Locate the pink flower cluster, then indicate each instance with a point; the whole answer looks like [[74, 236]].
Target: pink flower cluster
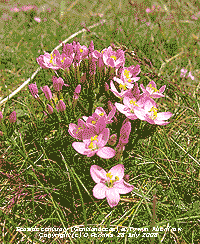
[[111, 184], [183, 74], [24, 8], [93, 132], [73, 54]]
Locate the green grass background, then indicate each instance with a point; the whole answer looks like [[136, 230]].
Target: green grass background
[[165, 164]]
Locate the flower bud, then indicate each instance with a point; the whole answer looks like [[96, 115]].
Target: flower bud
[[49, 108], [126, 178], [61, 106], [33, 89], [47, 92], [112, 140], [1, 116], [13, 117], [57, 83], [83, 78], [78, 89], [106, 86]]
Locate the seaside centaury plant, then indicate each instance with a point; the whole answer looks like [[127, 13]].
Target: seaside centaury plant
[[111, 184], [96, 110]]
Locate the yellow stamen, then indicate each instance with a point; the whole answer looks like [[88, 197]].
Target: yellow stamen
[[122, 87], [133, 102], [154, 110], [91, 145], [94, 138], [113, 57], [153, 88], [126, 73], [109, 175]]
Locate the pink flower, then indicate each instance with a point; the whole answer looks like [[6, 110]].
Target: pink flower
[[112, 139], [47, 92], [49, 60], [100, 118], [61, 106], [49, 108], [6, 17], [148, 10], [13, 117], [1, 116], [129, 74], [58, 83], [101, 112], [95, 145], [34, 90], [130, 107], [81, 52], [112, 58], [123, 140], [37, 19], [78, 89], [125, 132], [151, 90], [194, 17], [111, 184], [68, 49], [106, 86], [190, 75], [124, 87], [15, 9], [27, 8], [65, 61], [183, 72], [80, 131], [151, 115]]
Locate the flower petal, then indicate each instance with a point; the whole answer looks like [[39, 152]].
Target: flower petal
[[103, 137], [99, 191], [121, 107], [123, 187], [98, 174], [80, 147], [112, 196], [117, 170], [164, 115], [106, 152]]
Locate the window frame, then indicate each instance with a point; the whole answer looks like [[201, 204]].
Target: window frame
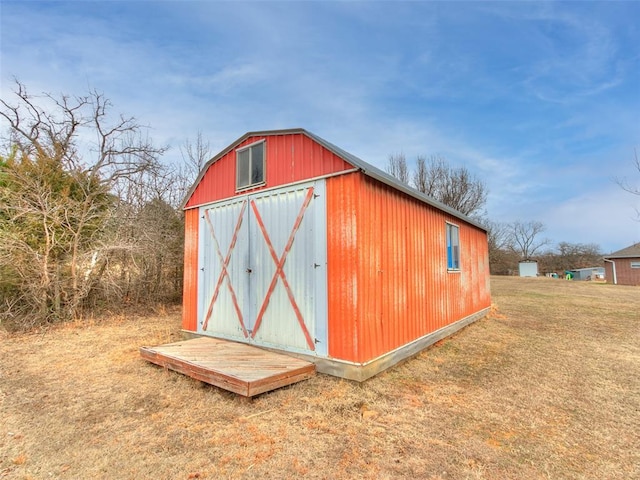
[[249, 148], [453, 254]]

◇ ◇ ◇ ◇ ◇ ◇ ◇

*To do*: Rewrite the entries from the beginning through the line containing "[[111, 184], [96, 110]]", requests included but pictures left out. Multiply each point coordinate in the answers by 2.45 and round it to a whole number (halves up), leaving the numbers in the requests and their format samples as they are.

*The result*:
Locate the pink flower cluster, then indicate each instance with a point; the whole answer looks like [[74, 236]].
Target: pink flower cluster
[[272, 451], [448, 181], [59, 20], [228, 323], [179, 132]]
Locate the green grass background, then indicate each instance with a point; the whole answer looks like [[136, 230]].
Target: green grass background
[[404, 402]]
Locate the flower bud, then indicate each instance with a point; the whole answer looks like [[96, 115]].
Target: flower bud
[[120, 265], [309, 436], [149, 260], [81, 218], [115, 225], [274, 343], [2, 284], [32, 287], [140, 203], [203, 191], [191, 218], [260, 211]]
Locate the seaside centaury plant, then indicate each instance with a point; the whole answer looks like [[127, 13]].
Target: seaside centaury plant
[[272, 451], [235, 270]]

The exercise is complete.